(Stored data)
**********
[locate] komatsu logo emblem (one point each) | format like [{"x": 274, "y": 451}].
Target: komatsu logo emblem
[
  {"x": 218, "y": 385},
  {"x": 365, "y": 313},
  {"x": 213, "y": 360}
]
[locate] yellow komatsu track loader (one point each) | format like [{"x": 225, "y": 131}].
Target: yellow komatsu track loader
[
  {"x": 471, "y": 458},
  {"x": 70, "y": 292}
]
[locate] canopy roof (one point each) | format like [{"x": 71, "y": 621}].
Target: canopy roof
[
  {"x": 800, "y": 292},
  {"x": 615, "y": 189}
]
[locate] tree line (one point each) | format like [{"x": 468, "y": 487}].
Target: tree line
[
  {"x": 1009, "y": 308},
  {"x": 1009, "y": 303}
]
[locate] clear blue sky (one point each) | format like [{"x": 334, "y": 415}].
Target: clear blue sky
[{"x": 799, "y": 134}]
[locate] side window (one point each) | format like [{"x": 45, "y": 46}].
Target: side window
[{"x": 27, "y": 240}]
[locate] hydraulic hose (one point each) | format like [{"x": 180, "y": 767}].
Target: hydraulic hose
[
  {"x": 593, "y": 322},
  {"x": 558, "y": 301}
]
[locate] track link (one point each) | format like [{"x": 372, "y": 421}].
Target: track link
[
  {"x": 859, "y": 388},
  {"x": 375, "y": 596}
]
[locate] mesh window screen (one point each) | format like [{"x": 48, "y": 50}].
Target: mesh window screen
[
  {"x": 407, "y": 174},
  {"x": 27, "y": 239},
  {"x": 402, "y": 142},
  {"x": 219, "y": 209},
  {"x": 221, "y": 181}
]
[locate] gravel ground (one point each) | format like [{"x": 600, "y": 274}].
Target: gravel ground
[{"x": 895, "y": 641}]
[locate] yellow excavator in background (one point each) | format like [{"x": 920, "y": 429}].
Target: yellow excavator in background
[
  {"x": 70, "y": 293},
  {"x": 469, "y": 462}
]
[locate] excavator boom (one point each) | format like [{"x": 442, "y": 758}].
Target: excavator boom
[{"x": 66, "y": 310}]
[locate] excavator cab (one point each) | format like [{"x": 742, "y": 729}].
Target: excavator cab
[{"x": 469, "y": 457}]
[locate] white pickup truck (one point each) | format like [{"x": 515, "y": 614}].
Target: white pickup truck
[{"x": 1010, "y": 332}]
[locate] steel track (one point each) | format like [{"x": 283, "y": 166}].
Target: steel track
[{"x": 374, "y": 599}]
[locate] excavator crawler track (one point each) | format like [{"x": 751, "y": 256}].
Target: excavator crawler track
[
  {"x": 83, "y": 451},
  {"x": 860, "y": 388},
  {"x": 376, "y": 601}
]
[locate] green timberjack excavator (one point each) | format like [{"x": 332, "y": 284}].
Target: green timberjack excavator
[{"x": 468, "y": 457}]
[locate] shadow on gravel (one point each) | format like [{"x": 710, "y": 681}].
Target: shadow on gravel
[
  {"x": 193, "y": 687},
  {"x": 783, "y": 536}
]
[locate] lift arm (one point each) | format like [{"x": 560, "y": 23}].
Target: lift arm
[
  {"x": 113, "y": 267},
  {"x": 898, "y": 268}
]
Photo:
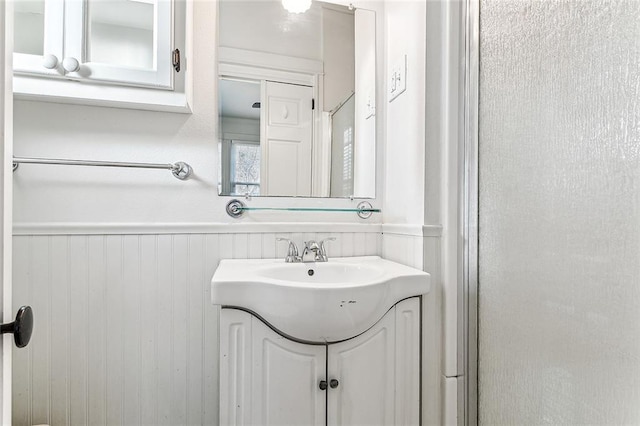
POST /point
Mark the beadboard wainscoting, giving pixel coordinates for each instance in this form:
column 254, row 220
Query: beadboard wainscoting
column 125, row 333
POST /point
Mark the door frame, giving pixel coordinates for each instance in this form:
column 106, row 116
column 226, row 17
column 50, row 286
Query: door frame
column 6, row 146
column 468, row 253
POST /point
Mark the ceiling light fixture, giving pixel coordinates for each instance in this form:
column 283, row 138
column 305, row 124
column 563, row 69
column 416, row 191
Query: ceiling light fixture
column 296, row 6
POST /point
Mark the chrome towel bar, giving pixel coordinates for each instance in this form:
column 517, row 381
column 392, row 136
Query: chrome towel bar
column 180, row 169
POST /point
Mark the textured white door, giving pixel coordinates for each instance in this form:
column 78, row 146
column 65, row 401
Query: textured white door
column 378, row 372
column 6, row 145
column 287, row 129
column 559, row 213
column 266, row 379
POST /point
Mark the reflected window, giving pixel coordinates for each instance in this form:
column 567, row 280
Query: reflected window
column 245, row 168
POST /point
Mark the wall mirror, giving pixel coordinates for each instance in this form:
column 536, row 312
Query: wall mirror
column 296, row 99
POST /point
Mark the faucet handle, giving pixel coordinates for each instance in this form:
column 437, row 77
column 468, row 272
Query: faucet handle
column 292, row 250
column 323, row 250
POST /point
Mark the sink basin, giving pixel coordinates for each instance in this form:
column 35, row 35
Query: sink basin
column 317, row 302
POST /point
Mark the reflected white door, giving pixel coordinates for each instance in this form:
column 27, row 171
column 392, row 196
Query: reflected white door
column 287, row 130
column 6, row 139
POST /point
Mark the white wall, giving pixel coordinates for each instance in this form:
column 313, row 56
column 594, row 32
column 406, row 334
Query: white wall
column 405, row 130
column 559, row 313
column 265, row 26
column 338, row 28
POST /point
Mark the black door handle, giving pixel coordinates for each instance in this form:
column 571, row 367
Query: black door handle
column 21, row 328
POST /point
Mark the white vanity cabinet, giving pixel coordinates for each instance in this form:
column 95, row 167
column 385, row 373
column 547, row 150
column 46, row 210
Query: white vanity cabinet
column 101, row 52
column 371, row 379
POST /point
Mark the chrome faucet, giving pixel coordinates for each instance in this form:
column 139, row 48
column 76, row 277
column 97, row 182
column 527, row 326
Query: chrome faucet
column 314, row 251
column 292, row 251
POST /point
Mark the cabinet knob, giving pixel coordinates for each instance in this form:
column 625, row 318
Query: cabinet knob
column 70, row 64
column 49, row 61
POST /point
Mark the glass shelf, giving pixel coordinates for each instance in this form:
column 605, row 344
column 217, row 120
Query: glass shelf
column 235, row 209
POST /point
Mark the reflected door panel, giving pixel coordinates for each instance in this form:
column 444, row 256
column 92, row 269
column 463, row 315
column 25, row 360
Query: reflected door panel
column 287, row 148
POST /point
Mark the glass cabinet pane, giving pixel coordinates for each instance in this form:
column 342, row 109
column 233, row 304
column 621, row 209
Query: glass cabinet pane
column 29, row 27
column 121, row 33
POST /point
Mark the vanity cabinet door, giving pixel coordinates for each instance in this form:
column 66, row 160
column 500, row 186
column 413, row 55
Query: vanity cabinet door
column 266, row 379
column 378, row 372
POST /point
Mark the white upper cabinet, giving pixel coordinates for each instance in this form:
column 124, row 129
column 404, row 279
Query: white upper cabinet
column 127, row 53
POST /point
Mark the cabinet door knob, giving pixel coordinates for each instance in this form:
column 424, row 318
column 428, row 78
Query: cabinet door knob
column 22, row 327
column 49, row 61
column 70, row 64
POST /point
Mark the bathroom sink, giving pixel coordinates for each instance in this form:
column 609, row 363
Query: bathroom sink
column 317, row 301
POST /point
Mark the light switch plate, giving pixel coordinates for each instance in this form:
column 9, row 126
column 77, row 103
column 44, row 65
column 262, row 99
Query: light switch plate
column 398, row 78
column 370, row 109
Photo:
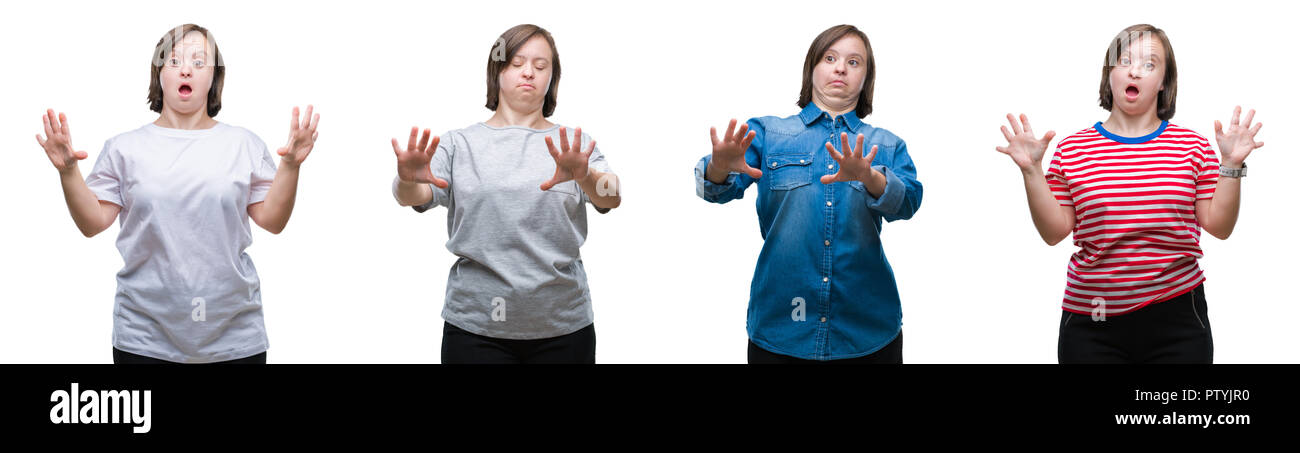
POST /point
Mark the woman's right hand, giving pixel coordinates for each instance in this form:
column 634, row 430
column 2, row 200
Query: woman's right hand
column 1022, row 146
column 729, row 151
column 59, row 142
column 414, row 163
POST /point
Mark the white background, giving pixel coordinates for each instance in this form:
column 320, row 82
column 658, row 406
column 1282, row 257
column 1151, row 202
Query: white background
column 355, row 279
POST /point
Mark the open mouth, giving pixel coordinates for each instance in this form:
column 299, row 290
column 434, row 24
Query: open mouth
column 1131, row 93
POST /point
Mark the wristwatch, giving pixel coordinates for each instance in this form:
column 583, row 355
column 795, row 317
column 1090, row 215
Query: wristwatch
column 1233, row 172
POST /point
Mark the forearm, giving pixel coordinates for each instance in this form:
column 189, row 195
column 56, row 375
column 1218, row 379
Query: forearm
column 1225, row 206
column 82, row 203
column 412, row 193
column 602, row 189
column 1044, row 208
column 280, row 199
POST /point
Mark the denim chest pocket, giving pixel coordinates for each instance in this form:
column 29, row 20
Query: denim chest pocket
column 791, row 171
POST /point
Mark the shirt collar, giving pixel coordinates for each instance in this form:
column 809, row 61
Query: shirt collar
column 811, row 113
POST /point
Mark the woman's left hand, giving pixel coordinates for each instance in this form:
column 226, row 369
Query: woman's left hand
column 853, row 164
column 570, row 160
column 302, row 138
column 1238, row 141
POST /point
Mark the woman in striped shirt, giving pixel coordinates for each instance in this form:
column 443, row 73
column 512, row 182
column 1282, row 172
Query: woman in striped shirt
column 1135, row 192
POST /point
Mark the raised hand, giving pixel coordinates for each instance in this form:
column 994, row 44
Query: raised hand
column 414, row 163
column 302, row 138
column 1022, row 146
column 853, row 164
column 570, row 160
column 1239, row 139
column 59, row 142
column 729, row 151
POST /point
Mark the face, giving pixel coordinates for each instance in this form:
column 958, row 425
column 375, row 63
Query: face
column 186, row 74
column 1138, row 76
column 528, row 77
column 839, row 77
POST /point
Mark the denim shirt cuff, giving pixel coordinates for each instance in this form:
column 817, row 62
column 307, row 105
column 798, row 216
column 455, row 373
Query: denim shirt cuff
column 705, row 188
column 891, row 199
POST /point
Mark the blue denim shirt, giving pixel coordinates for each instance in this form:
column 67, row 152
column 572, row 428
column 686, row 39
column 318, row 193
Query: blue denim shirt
column 823, row 288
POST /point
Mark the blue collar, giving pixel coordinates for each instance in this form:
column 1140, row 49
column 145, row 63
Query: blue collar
column 811, row 113
column 1131, row 139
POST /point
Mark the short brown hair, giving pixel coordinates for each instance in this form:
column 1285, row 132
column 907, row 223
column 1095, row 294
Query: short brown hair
column 820, row 44
column 503, row 51
column 163, row 50
column 1165, row 102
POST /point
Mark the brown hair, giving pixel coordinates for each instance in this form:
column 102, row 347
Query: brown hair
column 503, row 51
column 163, row 51
column 1165, row 102
column 820, row 44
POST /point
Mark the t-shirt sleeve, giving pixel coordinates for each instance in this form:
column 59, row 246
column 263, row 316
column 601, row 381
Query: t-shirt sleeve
column 263, row 172
column 105, row 177
column 1057, row 180
column 1207, row 177
column 598, row 163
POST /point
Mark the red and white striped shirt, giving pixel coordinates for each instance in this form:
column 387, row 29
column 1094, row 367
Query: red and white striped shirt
column 1135, row 208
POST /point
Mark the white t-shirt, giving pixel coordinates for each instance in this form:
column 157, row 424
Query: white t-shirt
column 187, row 290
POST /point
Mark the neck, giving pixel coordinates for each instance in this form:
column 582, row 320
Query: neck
column 176, row 120
column 833, row 108
column 510, row 116
column 1132, row 125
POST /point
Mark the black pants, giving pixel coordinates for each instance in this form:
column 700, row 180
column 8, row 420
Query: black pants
column 462, row 346
column 891, row 353
column 121, row 357
column 1175, row 331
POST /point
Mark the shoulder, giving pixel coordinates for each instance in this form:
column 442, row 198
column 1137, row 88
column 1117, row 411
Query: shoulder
column 1179, row 133
column 1080, row 137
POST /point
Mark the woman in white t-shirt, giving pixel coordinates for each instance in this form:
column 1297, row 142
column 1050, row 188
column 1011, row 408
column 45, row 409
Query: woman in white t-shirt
column 185, row 188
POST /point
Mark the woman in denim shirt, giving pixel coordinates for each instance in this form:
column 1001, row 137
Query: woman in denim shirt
column 822, row 289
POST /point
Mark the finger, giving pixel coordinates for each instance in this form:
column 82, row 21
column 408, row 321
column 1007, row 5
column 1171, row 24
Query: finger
column 563, row 139
column 307, row 119
column 424, row 141
column 1015, row 126
column 433, row 145
column 1249, row 116
column 50, row 130
column 550, row 147
column 835, row 155
column 749, row 138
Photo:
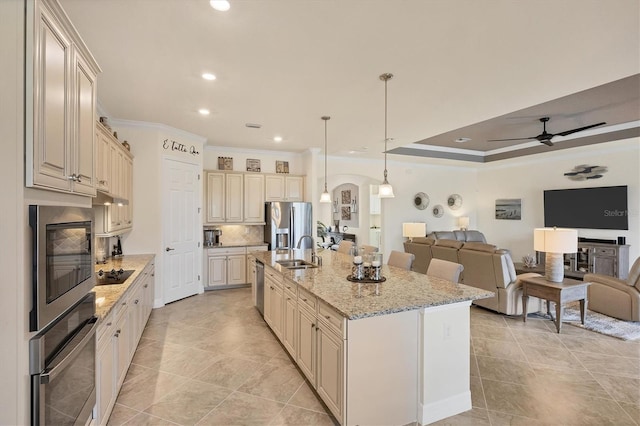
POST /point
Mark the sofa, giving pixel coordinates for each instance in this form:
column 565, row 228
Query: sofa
column 485, row 266
column 615, row 297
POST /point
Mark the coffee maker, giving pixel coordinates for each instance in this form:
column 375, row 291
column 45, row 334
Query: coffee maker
column 212, row 237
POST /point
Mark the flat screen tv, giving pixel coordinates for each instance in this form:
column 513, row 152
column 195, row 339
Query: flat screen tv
column 593, row 208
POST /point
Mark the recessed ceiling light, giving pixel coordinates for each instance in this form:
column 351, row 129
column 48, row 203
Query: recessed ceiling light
column 220, row 5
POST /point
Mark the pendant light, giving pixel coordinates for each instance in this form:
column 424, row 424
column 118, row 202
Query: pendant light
column 385, row 190
column 325, row 197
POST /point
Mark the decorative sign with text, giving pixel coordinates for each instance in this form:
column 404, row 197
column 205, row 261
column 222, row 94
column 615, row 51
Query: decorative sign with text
column 171, row 145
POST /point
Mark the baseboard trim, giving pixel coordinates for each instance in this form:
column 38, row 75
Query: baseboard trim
column 444, row 408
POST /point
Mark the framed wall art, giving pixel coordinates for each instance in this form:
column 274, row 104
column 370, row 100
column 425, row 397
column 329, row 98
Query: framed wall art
column 509, row 209
column 253, row 165
column 282, row 166
column 225, row 163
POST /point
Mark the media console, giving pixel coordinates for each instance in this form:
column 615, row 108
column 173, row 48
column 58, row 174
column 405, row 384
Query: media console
column 595, row 257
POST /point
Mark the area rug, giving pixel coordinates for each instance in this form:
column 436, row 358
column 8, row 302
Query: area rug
column 625, row 330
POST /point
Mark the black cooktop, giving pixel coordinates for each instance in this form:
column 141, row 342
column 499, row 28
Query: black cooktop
column 113, row 276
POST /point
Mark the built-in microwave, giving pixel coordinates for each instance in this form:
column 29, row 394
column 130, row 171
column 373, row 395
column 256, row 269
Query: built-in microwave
column 62, row 260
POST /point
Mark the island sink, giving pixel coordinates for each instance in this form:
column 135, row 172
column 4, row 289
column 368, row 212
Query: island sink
column 296, row 264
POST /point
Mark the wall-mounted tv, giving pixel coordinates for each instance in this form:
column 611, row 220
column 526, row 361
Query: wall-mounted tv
column 593, row 208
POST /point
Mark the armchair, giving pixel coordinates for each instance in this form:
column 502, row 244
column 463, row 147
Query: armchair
column 615, row 297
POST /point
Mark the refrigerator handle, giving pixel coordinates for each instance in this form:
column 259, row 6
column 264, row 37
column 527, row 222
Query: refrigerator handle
column 292, row 218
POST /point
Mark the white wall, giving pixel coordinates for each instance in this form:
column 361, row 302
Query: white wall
column 437, row 181
column 14, row 396
column 150, row 143
column 526, row 178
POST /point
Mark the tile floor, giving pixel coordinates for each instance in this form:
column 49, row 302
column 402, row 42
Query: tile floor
column 210, row 359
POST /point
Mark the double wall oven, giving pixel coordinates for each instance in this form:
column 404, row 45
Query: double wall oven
column 62, row 353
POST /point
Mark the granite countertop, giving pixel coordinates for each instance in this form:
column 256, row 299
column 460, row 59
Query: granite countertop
column 402, row 291
column 229, row 245
column 108, row 295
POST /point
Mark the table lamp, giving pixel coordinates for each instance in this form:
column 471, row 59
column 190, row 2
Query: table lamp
column 555, row 242
column 414, row 229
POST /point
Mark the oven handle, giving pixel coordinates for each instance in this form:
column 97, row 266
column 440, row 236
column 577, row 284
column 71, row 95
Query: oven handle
column 49, row 374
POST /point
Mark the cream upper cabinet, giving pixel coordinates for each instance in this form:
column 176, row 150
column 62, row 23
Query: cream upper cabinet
column 103, row 163
column 253, row 198
column 214, row 197
column 234, row 199
column 294, row 188
column 284, row 188
column 60, row 103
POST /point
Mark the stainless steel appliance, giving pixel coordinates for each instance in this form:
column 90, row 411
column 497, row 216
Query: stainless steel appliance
column 113, row 276
column 260, row 287
column 286, row 223
column 62, row 261
column 62, row 366
column 212, row 237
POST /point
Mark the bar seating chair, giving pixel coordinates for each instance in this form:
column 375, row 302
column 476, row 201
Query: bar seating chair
column 445, row 269
column 400, row 259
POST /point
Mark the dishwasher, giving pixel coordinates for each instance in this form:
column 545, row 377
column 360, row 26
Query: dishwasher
column 260, row 286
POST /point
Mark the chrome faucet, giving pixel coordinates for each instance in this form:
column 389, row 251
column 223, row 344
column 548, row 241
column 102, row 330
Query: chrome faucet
column 302, row 238
column 314, row 257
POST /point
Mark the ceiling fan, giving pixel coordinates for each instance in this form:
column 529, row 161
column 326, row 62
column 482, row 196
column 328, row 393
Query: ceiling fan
column 545, row 137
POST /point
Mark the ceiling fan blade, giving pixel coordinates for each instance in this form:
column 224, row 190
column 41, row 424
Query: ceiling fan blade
column 513, row 139
column 568, row 132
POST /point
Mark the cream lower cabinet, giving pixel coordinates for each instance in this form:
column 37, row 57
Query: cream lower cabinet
column 106, row 367
column 226, row 266
column 313, row 333
column 289, row 317
column 118, row 335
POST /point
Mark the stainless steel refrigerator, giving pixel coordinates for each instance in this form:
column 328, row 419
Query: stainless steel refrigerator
column 286, row 223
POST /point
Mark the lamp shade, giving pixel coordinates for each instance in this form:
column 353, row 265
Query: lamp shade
column 463, row 222
column 555, row 240
column 414, row 229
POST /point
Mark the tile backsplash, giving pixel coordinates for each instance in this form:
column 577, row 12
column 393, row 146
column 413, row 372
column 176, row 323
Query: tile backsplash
column 232, row 234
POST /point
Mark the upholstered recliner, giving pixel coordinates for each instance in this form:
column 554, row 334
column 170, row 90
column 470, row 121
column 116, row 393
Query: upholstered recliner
column 485, row 267
column 615, row 297
column 460, row 235
column 492, row 269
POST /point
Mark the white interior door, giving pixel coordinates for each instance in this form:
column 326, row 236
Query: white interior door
column 180, row 230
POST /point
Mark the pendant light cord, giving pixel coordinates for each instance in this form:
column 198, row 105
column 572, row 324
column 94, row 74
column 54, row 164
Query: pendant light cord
column 325, row 118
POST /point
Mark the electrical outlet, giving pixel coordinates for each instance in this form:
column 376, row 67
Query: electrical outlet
column 446, row 331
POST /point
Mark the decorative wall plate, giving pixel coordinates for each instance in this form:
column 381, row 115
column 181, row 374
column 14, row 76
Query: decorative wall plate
column 454, row 201
column 421, row 200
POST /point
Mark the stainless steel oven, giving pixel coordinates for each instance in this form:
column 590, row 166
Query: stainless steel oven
column 62, row 260
column 62, row 365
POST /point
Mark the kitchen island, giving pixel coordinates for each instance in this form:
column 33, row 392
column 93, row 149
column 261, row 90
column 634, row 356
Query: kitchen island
column 396, row 357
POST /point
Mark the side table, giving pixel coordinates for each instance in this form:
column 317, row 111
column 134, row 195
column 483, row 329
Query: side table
column 569, row 290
**********
▶ [WHAT TO PRODUCE]
Your task is to quote, without any alteration, the lines running from the top of the records to the line that holds "[locate] hydraulic hose", both included.

▶ [THE COMPLETED TASK]
[locate] komatsu logo emblem (one point each) | format like [{"x": 274, "y": 451}].
Target: komatsu logo emblem
[
  {"x": 218, "y": 385},
  {"x": 365, "y": 313},
  {"x": 213, "y": 360}
]
[locate] yellow komatsu track loader (one point each) | format like [{"x": 225, "y": 131}].
Target: yellow komatsu track loader
[
  {"x": 471, "y": 458},
  {"x": 70, "y": 292}
]
[locate] canopy roof (one point each) | format like [{"x": 71, "y": 621}].
Target: canopy roof
[
  {"x": 800, "y": 292},
  {"x": 615, "y": 189}
]
[locate] tree line (one point each) | format like [{"x": 468, "y": 487}].
Target: tree line
[
  {"x": 1009, "y": 308},
  {"x": 1009, "y": 303}
]
[locate] clear blue sky (one point each) | format like [{"x": 334, "y": 415}].
Target: clear blue sky
[{"x": 799, "y": 134}]
[locate] side window (one point each) | format like [{"x": 45, "y": 46}].
Target: side window
[{"x": 27, "y": 240}]
[locate] hydraulic hose (one point each) | format like [{"x": 180, "y": 767}].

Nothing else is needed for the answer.